#### WORK INSTRUCTIONS
Please extract the lines of the listing below, from its very first line through the line containing "Within one instance, a", both included, and copy them without any change.

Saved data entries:
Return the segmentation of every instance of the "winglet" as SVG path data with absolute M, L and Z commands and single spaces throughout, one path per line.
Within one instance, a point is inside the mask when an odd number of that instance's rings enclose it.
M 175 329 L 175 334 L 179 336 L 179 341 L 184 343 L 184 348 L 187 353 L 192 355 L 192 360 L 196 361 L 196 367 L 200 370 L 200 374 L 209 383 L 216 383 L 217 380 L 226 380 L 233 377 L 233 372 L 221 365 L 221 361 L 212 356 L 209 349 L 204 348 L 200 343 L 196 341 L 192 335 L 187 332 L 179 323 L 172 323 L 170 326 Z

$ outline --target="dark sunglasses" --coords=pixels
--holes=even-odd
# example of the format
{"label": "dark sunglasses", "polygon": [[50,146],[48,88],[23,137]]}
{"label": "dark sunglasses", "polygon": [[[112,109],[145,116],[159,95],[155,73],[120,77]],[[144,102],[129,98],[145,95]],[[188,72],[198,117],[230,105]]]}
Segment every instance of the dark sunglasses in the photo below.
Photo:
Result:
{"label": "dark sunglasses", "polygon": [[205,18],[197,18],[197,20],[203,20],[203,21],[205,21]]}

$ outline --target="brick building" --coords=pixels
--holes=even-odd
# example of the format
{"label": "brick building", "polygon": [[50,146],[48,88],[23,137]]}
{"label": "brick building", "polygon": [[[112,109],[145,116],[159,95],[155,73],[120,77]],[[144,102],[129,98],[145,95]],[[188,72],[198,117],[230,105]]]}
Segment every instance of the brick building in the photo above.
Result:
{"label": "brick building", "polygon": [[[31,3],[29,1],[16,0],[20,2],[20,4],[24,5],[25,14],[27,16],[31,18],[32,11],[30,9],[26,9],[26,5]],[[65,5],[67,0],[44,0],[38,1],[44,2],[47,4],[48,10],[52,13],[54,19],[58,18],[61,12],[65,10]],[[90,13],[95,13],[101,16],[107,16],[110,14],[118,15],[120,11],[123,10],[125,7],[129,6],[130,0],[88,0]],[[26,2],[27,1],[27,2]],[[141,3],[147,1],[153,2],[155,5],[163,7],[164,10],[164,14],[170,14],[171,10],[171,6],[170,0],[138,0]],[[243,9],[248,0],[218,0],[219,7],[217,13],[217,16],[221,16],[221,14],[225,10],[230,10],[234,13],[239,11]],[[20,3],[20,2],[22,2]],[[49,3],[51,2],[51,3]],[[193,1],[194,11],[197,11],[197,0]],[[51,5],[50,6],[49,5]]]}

#### TASK RESULT
Return the segmentation of every instance of the "winglet" as SVG path data with absolute M, L and Z commands and single spaces throughout, one path per line.
Within one instance, a point is inside the mask when an odd number of that instance's rings enclose it.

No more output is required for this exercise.